#### ЗАДАНИЕ:
Переведите на английский язык предложение из отрывка: «Но указывать пальцем и называть по именам новых космополитов Тюльпанов не стал».

Но указывать пальцем и называть по именам новых космополитов Тюльпанов не стал. Другие выступающие сразу же принялись «склонять» Фельдмана, а заодно искать формализм у немцев: «картины на вокзале Александерплатц формалистичны», не вскрыты ошибки немецких музыковедов, «в немецкой кинематографии не все в порядке»531. Собранию и докладчику явно не хватило коммунистической боевитости. Политуправление СВАГ осталось недовольно. Партийный следователь парткомиссии СВАГ А. Ф. Буров рекомендовал «партийное собрание… по борьбе с буржуазным космополитизмом, как проведенное на низком идейно-политическом уровне… отменить… и вновь поставить этот вопрос»532.

#### ДАННЫЕ:
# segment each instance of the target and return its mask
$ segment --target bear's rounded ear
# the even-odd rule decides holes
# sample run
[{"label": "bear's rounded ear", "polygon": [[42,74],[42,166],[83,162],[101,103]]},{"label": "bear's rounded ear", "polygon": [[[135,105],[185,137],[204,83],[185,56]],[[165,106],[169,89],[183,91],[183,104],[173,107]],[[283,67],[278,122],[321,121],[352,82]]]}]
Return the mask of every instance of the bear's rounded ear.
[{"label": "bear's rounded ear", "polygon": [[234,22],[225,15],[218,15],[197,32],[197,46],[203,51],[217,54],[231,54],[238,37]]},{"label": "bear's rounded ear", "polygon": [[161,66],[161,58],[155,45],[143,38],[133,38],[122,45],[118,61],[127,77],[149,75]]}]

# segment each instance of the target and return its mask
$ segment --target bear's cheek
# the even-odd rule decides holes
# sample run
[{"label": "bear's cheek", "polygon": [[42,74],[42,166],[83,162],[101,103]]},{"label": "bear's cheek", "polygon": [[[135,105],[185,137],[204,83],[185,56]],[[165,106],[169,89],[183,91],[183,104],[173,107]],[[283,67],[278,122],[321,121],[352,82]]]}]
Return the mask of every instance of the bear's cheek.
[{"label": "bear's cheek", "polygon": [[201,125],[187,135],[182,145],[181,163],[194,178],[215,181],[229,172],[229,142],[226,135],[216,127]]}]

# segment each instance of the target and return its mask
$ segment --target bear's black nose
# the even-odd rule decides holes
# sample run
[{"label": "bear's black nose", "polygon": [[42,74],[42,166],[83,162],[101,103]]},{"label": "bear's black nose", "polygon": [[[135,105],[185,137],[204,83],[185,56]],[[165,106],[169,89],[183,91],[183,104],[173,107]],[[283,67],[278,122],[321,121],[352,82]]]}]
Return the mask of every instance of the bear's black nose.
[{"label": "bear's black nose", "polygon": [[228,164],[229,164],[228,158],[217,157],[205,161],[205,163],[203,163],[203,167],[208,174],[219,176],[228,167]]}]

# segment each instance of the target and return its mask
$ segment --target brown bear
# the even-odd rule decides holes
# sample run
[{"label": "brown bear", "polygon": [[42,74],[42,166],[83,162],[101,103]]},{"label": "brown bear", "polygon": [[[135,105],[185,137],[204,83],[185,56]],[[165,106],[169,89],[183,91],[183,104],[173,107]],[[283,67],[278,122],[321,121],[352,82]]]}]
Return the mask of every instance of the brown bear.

#### ОТВЕТ:
But Tyulpanov did not point a finger at the new cosmopolitans or call them out by name.